### PROBLEM DESCRIPTION
Rewrite the LGBTQ rights in Tibet passage, starting with "Lesbian, gay, bisexual, and" and going on through "issue partnership certificates.", switching "nations" to "countries".

- Tibet Autonomous Region within the People's Republic of China and disputed Tibetan areas controlled by India
- Legal status: Legal (in China since 1997 and in India since 2018)
- Discrimination protections: No

Family rights
- Recognition of relationships: No

= LGBTQ rights in Tibet =

Rights of the LGBT community in Tibet

Lesbian, gay, bisexual, and transgender (LGBTQ) people in the Tibet encounter specific legal and social challenges not faced by non-LGBT residents. The Tibetan Plateau, spanning areas under the sovereignty of both the People's Republic of China and the Republic of India, has variations in the legal treatment of LGBT individuals between these nations. Since 1997 in China and 2018 in India, all forms of same-sex sexual activities were legalised. However, in both nations, same-sex couples lack the rights to marry or adopt children, and there is no provision for common law marriages, same-sex marriage, civil unions, or issue partnership certificates.

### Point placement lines

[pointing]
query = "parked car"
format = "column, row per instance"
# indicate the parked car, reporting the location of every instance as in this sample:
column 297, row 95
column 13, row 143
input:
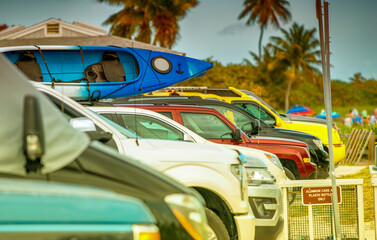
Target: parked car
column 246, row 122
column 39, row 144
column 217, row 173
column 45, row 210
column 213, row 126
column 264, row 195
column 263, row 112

### FINISHED ANSWER
Lesbian, gay, bisexual, and transgender (LGBTQ) people in the Tibet encounter specific legal and social challenges not faced by non-LGBT residents. The Tibetan Plateau, spanning areas under the sovereignty of both the People's Republic of China and the Republic of India, has variations in the legal treatment of LGBT individuals between these countries. Since 1997 in China and 2018 in India, all forms of same-sex sexual activities were legalised. However, in both countries, same-sex couples lack the rights to marry or adopt children, and there is no provision for common law marriages, same-sex marriage, civil unions, or issue partnership certificates.